** START **
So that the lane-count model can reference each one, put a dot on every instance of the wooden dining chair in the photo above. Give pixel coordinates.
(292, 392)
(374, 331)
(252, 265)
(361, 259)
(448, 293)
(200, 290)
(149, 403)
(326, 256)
** END **
= Work to be completed =
Lay out the lines above as a two-column CSV with the headers "line" and "answer". Give one row for each line and its answer, put each value in a single quoted field, and turn line breaks into spaces.

= Answer for this exercise =
line,answer
"So that the lane-count model can reference each one, put a dot on every instance of the wooden dining chair in the photo above. Give pixel coordinates.","(292, 392) (374, 331) (252, 265) (361, 259) (448, 293) (200, 290) (149, 403) (326, 256)"